Supplied passage —
------------------------------
HealthWatch: Mobile Mammograms
NEW YORK (CBS 2) — Death rates from breast cancer have been dropping steadily over the past decade while five-year survival is now up to more than 90-percent. However, hidden in these hopeful statistics is a disturbing trend: black women are dying at a much greater rate.
That survival gap is all the more disturbing when you realize that white women actually have more breast cancer than black women. Yet when black women get diagnosed with breast cancer, it’s at a later stage and they die at a much greater rate.
As CBS 2HD’s Dr. Max Gomez reports, St. Barnabas Hospital in the Tremont Section of the Bronx is taking healthcare right to the people who need it most.
“It might be a death sentence for me,” breast cancer patient Patricia Moore said might have happened had she not gotten her breast cancer diagnosed and treated at an early stage.
The early diagnosis started as it often does, with a mammogram. What’s unusual about Patricia’s case is where it was done. She walked into a mobile van, parked on a Bronx street. “It’s really an in-and-out thing. They make you feel very comfortable,” she said.
That’s the key. Breast surgeon Dr. Bert Petersen heads the St. Barnabas outreach program, and said offering healthcare like mammograms in places like hospitals isn’t enough.
------------------------------
Record set —
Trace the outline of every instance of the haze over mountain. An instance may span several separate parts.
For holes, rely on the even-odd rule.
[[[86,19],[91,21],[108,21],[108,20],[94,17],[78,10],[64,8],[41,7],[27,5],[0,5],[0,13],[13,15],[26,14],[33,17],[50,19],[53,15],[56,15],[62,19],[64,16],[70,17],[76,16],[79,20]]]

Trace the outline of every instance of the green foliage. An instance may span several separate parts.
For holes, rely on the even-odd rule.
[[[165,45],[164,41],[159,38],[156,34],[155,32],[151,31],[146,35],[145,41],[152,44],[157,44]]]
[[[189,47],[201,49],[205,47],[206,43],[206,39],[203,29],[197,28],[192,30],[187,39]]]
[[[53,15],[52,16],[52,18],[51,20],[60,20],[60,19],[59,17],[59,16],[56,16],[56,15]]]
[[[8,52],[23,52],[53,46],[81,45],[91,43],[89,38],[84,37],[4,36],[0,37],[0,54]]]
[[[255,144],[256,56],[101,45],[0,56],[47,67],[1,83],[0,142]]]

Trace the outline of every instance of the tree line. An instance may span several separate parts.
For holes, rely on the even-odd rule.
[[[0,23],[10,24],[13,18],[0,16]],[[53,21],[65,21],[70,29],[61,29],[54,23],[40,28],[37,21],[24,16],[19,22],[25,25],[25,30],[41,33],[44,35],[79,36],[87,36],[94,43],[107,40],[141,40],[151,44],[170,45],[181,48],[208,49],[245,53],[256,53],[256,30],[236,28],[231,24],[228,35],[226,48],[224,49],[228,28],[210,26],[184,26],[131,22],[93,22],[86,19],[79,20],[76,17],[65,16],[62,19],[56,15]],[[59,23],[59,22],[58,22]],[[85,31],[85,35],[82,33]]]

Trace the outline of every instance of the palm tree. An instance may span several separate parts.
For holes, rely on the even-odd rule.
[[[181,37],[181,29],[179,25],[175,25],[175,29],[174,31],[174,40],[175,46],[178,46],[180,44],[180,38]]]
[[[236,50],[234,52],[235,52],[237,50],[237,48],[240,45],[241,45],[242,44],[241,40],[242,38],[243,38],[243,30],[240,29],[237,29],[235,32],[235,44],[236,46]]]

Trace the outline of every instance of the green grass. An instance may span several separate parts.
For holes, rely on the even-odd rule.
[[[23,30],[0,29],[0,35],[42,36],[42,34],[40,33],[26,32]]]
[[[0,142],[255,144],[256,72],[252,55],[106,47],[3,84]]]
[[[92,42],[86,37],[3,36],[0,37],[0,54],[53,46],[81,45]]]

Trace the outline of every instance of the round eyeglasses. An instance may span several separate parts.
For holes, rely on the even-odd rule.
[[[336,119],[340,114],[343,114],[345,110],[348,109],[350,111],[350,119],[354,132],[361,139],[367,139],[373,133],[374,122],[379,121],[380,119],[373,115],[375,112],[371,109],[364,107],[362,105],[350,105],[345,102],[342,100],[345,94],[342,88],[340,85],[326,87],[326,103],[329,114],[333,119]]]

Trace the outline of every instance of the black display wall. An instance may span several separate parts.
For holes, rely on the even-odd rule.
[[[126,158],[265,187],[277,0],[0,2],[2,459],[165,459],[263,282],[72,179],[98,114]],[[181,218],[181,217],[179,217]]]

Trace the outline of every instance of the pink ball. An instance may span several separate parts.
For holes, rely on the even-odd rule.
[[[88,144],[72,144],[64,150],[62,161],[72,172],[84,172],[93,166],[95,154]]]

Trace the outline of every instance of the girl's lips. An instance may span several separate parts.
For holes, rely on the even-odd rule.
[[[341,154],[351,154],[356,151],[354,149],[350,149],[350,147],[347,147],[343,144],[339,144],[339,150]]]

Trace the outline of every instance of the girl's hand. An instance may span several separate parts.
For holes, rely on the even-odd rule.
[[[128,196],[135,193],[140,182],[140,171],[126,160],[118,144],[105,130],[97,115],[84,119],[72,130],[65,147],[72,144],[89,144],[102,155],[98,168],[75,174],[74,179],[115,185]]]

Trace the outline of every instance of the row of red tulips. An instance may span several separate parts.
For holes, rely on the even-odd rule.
------------------------------
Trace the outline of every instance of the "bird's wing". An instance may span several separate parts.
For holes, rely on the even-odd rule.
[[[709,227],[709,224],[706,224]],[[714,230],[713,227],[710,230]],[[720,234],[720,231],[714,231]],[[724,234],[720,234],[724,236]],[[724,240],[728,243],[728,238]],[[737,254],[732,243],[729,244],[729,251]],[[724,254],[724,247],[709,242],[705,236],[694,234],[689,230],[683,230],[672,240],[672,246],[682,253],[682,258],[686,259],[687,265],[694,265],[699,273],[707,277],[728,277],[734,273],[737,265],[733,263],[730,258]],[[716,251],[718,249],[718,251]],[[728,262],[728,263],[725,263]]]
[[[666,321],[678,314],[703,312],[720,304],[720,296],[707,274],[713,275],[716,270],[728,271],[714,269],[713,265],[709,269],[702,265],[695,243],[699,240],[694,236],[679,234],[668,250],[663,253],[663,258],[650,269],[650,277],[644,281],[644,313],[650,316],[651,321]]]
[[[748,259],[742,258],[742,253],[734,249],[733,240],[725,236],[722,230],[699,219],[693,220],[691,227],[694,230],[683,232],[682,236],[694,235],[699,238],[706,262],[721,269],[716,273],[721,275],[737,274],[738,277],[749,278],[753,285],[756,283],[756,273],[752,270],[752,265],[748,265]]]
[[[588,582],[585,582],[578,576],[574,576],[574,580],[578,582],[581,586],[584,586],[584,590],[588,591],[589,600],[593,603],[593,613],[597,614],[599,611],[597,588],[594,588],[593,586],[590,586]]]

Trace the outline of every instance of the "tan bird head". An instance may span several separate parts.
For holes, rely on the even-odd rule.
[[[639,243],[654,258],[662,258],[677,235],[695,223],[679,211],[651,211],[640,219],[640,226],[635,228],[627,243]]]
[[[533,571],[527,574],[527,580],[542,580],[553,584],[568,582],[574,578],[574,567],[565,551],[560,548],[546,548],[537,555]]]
------------------------------
What needs to be done — In the mobile mammograms article, substitute "African American women" for "black women" in the part starting with "HealthWatch: Mobile Mammograms" and going on through "need it most.", and write out that part. The rows play no part in the tasks and can be set aside.

Your response —
HealthWatch: Mobile Mammograms
NEW YORK (CBS 2) — Death rates from breast cancer have been dropping steadily over the past decade while five-year survival is now up to more than 90-percent. However, hidden in these hopeful statistics is a disturbing trend: African American women are dying at a much greater rate.
That survival gap is all the more disturbing when you realize that white women actually have more breast cancer than African American women. Yet when African American women get diagnosed with breast cancer, it’s at a later stage and they die at a much greater rate.
As CBS 2HD’s Dr. Max Gomez reports, St. Barnabas Hospital in the Tremont Section of the Bronx is taking healthcare right to the people who need it most.